▸ **TAREFAS PROPOSTAS**:
1) Enumere, pela ordem em que aparecem pela primeira vez, todos os artigos citados no comentário ao acórdão, sem repetir nenhum.
2) Prossiga a redação do comentário ao acórdão do TCA Sul a partir da última frase apresentada.

▸ **TEXTO FORNECIDO**:
Comentário ao Acórdão do Tribunal Central Administrativo Sul, de 18/10/2018, Processo nº2150/1705BELSB
O presente acórdão irá ser
analisado mais significativamente o tocante aos procedimentos de massa.
I – Delimitação do caso
O Acórdão do Tribunal Central
Administrativo Sul (TCA Sul) em análise remete ao recurso da sentença proferida
pelo Tribunal Administrativo de Círculo de Lisboa (TAC/L), relativo à exclusão
de V. concurso externo do ano escolar 2017-2018.
O Autor (V) pretendia que o
TAC/L anulasse o ato de homologação das listas definitivas de colocação e não
colocação referente ao concurso externo do grupo de recrutamento 620-Educação
Física, anulasse o despacho que indeferiu o recurso hierárquico e, por fim,
condenasse o Réu (Ministério Público) a reposicionar o autor no concurso para
um dos QZP- quadro zona pedagógica para o qual concorreu. O procedimento de
massa insere-se aqui relativamente à questão de contagem de prazos, ainda mais,
dado a referência do artigo para uma regulamentação posterior do Governo, é
questionada a sua efetividade. Alegando o seguinte:
- que o concurso se regula
pelo DL 132/2012 e que, de acordo com o art.15º deste DL que pode ser
interposto recurso no prazo de cinco dias úteis;
- que por via do art.97º do
CPTA se remete ao art.59º aplicável aos procedimentos de massa; e, portanto, há
suspensão do prazo de propositura de ação, por via de impugnação
administrativa; de acordo com o art.99º/2 CPTA;
- ainda relativamente ao
art.99º não havendo a portaria do Governo, aplica-se subsidiariamente o
art.58º, sendo o prazo para impugnação do ato administrativo de três meses;
Por sua vez, o MP apenas se
exprimiu no sentido de improcedência deste recurso jurisdicional pela
intempestividade da interposição da ação.

▸ **SECÇÃO DE DADOS**:
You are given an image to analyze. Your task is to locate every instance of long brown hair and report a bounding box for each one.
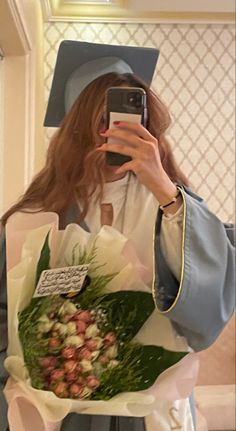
[2,73,188,225]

▸ **RESULTADOS**:
1) art.15º (do DL 132/2012); art.97º (do CPTA); art.59º; art.99º (incluindo o n.º 2, do CPTA); art.58º

2)
II – Decisão do Tribunal
Nesta parte vamos analisar a
questão relativamente ao procedimento de massa.
O TCA Sul remeteu aqui para o
Acórdão de 19/04/2018, processo nº1549/17.1BELSB deste tribunal, onde a Exma.
Procuradora-Geral Adjunta entendeu que o art.99º CPTA é uma nova forma de
processo urgente, no domínio dos concursos com mais de 50 participantes, que
visa possibilitar respostas céleres através da concentração num único processo,
num único tribunal as múltiplas pretensões deduzidas pelos participantes.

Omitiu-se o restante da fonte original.